‘Families are waiting for answers:’ Edmonton police reopen MMIWG cold cases

April Eve Wiberg, founder of The Stolen Sisters and Brothers Awareness Walk in Edmonton, was on a committee to have a section of 101A Avenue in Edmonton dedicated to all women who have been victims of violence. The stretch of road is now also known as Angel (Okisikow) Way. (Photo courtesy KTB Photography)

Edmonton police hope advancements in DNA technology will help them finally crack 10 cold cases they’ve reopened involving Indigenous women who have gone missing or been murdered in the city.

The new spotlight on old crimes is being met with appreciation by advocates and family members who have lost loved ones.

“I’m really glad about that because it seemed to be unthinkable that you could do an inquiry into the deaths of Aboriginal women without going into the cold cases,” said Muriel Stanley Venne, president of The Institute for the Advancement of Aboriginal Women.

The files date back to 1977 and involve 10 files with 11 victims. Edmonton homicide investigators confirmed to Metro that upon reviewing the files, they have come across DNA material that could be sent back to the lab based on advancements in DNA technology.

They are also looking at re-interviewing witnesses.

So far, the files have resulted in one recent murder charge. Police charged Dana Fash last December in the death of Jeanette Cardinal, who was found murdered in an Edmonton apartment in 2011.

April Eve Wiberg is cautiously optimistic about the cold case news. She lost her great aunt, Sandra Isabelle Gibot, in 1983. The 24-year-old woman was found murdered in Montana, USA, although she was originally from the Fort Chipewyan area.

Wiberg started the Stolen Sisters and Brothers Awareness Walk 10 years ago and since then has seen the issue slowly gain prominence in Canada.

“[The Walk] was more the way to express the outrage about the issue itself. At that time it didn’t seem like there was a lot of action being taken to combat the number of women and girls going missing,” Wiberg said.

While she’s encouraged Edmonton police are reopening cold cases, she acknowledges the work has only just begun.

Records |
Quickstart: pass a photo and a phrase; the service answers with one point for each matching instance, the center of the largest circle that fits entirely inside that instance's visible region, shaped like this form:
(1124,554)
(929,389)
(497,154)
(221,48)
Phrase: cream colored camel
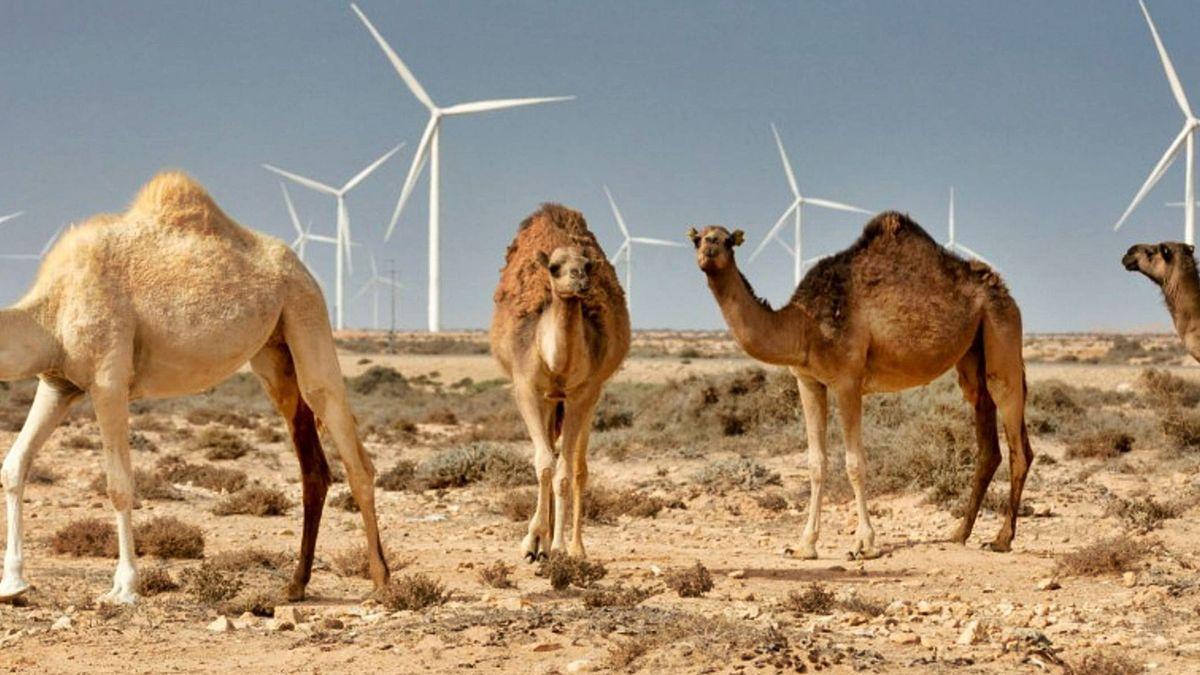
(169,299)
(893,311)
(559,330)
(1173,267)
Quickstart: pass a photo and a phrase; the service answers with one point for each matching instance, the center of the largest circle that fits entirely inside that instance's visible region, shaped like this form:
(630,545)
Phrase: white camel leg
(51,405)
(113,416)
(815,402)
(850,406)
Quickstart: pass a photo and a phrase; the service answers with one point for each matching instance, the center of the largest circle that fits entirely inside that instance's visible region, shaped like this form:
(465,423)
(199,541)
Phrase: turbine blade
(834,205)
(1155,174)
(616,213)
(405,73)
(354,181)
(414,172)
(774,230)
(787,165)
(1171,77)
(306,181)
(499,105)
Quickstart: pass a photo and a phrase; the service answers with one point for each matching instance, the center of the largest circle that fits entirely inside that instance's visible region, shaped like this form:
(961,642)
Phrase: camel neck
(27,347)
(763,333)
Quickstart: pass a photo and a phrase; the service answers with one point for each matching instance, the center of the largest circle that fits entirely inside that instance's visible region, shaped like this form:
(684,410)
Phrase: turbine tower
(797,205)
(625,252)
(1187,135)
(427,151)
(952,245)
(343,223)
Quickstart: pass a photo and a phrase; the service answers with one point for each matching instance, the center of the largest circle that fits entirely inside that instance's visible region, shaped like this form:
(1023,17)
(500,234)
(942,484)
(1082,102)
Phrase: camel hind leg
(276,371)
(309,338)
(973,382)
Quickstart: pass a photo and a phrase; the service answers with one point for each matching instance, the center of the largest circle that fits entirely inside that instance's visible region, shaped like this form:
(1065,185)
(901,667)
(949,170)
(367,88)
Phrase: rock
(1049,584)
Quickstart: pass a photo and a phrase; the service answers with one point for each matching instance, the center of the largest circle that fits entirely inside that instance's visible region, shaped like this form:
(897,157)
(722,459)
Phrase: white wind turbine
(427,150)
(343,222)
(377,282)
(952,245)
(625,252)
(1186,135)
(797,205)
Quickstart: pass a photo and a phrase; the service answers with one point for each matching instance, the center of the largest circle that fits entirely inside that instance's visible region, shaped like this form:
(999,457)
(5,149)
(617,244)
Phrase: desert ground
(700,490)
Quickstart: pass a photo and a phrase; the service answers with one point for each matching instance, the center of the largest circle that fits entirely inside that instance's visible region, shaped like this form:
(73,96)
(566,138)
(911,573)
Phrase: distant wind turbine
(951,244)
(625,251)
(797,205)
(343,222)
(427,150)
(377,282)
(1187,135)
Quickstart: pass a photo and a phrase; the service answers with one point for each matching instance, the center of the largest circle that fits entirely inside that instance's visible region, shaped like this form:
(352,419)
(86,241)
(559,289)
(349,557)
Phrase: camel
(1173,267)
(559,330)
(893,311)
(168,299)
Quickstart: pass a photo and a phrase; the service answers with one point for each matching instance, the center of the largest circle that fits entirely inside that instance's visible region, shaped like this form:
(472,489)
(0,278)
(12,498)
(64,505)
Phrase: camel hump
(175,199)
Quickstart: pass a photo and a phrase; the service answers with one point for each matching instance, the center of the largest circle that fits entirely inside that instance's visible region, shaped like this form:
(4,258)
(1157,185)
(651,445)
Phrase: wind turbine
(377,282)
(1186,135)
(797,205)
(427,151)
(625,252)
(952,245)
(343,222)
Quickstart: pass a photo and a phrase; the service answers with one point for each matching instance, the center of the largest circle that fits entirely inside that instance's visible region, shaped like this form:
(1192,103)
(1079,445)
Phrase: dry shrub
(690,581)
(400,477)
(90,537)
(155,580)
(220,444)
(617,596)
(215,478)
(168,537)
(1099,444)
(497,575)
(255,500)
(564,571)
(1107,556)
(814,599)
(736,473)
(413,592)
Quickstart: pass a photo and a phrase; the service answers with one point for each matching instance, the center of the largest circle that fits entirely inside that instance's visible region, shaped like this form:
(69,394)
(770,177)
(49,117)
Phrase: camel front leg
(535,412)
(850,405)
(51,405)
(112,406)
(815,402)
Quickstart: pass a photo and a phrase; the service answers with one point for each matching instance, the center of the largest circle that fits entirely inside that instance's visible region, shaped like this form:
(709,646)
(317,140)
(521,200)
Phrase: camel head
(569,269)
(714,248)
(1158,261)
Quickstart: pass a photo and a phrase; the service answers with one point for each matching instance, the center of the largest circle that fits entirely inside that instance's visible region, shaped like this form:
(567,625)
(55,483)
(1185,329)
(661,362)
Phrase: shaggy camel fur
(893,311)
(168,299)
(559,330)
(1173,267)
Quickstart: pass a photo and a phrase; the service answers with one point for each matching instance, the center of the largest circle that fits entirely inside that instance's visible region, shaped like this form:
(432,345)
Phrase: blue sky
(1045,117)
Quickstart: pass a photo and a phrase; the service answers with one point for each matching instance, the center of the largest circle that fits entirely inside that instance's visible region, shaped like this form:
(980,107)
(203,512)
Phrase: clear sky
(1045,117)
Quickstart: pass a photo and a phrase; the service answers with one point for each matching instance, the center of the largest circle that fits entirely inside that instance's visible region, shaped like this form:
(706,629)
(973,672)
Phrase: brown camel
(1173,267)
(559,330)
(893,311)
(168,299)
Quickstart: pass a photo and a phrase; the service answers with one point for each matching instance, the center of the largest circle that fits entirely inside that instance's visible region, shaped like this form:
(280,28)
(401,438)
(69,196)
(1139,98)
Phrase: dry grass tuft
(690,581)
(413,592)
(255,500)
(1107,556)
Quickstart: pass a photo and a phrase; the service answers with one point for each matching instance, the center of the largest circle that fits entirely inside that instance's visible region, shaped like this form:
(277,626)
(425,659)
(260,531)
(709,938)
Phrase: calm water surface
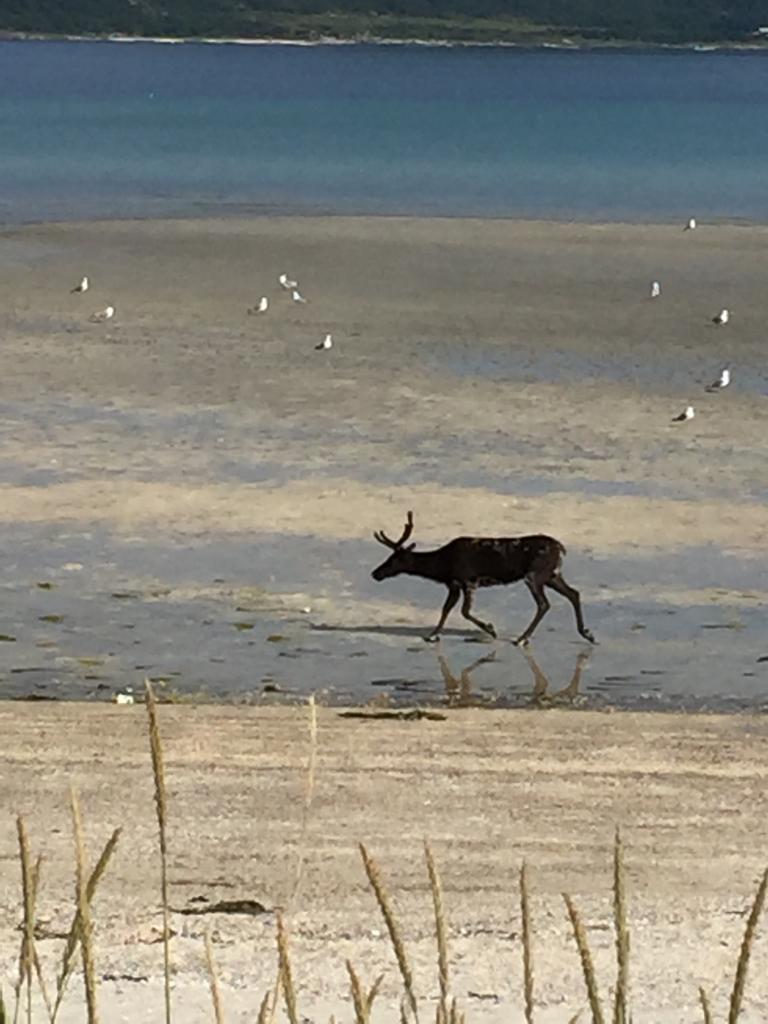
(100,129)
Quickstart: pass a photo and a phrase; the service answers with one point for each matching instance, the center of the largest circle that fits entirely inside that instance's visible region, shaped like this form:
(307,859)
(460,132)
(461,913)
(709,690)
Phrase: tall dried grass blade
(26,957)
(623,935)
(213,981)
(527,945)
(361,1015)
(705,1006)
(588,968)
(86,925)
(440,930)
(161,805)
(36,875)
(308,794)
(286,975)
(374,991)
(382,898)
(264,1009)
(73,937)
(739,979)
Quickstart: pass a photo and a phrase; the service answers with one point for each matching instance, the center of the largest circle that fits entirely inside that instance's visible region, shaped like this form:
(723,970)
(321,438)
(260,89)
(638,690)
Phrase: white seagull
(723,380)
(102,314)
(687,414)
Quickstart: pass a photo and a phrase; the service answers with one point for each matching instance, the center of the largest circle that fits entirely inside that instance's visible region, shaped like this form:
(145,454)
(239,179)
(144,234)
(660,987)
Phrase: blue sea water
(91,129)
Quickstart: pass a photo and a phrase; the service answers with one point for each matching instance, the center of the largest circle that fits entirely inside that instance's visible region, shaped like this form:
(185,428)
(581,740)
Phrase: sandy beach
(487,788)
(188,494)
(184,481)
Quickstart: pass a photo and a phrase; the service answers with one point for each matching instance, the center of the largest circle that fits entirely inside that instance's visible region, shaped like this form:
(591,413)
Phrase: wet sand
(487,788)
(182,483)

What this exercise asks |
1: In the article about Edmonton police reopening cold cases, what reason does Wiberg give for starting the Stolen Sisters and Brothers Awareness Walk? Answer in one to three sentences.
2: Revise the article on Edmonton's reopened cold cases from "The files date" down to "apartment in 2011.", replacing "witnesses" with "suspects".
3: Resume the article about Edmonton police reopening MMIWG cold cases from the point where it stops.
The data above has no connection to the article.

Responses by item number |
1: Wiberg says the Walk was a way to express outrage about the issue. At that time, little action seemed to be taken to combat the number of women and girls going missing.

2:
The files date back to 1977 and involve 10 files with 11 victims. Edmonton homicide investigators confirmed to Metro that upon reviewing the files, they have come across DNA material that could be sent back to the lab based on advancements in DNA technology.

They are also looking at re-interviewing suspects.

So far, the files have resulted in one recent murder charge. Police charged Dana Fash last December in the death of Jeanette Cardinal, who was found murdered in an Edmonton apartment in 2011.

3:
“It comes better late than never. But at the same time you have to wonder, what about the others? What about the non-Indigenous victims?”

Wiberg would like to see a nationwide task force specifically targeted towards people who prey on sex workers and vulnerable women.

Venne said while the police and government receive the brunt of the blame for the lack of progress, it’s also important to recognize when positive steps are taken.

“We’re very, very concerned about the inquiry not delving into the cold cases. This is very commendable that Chief (Rod) Knecht saw an opening where he could start that. I’m hoping other provinces will do likewise,” she said.

Edmonton police have three homicide investigators and one person from the missing persons unit working on the missing and murdered Indigenous women and girls files in addition to their regular duties. They also have had one to three investigators on loan who have been working full time on the files since they were reopened in Feb. 2016.

Wiberg has a message for whoever out there is murdering Indigenous women and girls in Canada.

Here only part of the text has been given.